What the task requires
In the data below, change every "a marker" to "a pin" and reproduce all the lines with nothing else altered.

Given information
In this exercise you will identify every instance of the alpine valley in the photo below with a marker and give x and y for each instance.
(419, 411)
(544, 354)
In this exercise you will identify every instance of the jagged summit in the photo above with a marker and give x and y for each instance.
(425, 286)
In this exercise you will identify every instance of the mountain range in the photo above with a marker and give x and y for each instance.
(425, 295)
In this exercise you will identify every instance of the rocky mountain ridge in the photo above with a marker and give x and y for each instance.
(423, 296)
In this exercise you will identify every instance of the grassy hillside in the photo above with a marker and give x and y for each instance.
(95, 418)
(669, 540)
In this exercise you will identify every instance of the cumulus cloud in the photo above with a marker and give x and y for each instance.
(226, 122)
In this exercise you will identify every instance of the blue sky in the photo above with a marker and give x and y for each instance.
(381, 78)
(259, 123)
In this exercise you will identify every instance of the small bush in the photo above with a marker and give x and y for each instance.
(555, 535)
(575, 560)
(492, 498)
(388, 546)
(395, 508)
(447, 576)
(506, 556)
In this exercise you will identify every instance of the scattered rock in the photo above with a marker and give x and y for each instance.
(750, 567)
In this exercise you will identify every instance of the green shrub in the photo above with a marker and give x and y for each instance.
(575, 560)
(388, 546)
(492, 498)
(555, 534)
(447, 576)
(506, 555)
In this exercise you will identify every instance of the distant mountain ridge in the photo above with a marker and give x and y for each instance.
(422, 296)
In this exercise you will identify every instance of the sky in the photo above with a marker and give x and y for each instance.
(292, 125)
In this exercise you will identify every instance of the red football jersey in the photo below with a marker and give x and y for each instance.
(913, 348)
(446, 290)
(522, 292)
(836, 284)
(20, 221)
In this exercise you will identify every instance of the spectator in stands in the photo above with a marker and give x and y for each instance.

Result for this exercise
In this exercise you will identify every instance of the alpine valley in the photo below with a pin and give x and y for each instance.
(419, 411)
(544, 354)
In this exercise you will identify every instance of the jagged summit in the photo above with a pin and give x and y for each instance.
(425, 286)
In this exercise you will identify every instance of the mountain range in the photo above with a pin and give x and y for each instance.
(425, 295)
In this exercise you will identify every instance of the rocky mountain ridge in the photo above with a pin and give x and y for each instance.
(423, 296)
In this exercise you will identify every instance of the grassy hillside in the photo above with a pin and give x and y for each instance.
(95, 418)
(669, 540)
In this exercise you will identify every instance of the cumulus cloud in the photo above with a pin and give x and y for each instance.
(226, 122)
In this exercise you will identify every instance of the blue sky in the photo above with a pin and give x and y for each instance.
(381, 78)
(259, 123)
In this exercise you will identify every instance of the small bush in the photo above with a pin and give x and y for each instance.
(555, 535)
(575, 560)
(492, 498)
(388, 546)
(395, 508)
(447, 576)
(506, 556)
In this exercise you will identify every instance of the scattered rock in the photo above with a pin and give x and y for each instance.
(750, 567)
In this exercise you will identify every instance of the green shrub in the photo above with a pin and give x and y for each instance.
(575, 560)
(388, 546)
(492, 498)
(555, 534)
(447, 576)
(506, 555)
In this exercise you will identify every instance of the distant mountain ridge in the photo above with a pin and give x and y for each instance.
(422, 296)
In this exercise you will identify every instance of the sky in the photo above with a pin and give x and y for each instance.
(292, 125)
In this exercise you will identify every instance of the red football jersey in the photo below with a pin and give x and y for each instance.
(913, 348)
(446, 290)
(522, 292)
(836, 284)
(20, 221)
In this exercise you will identify every instance of the spectator in stands in the photo above with a pin and give x and y for each instance.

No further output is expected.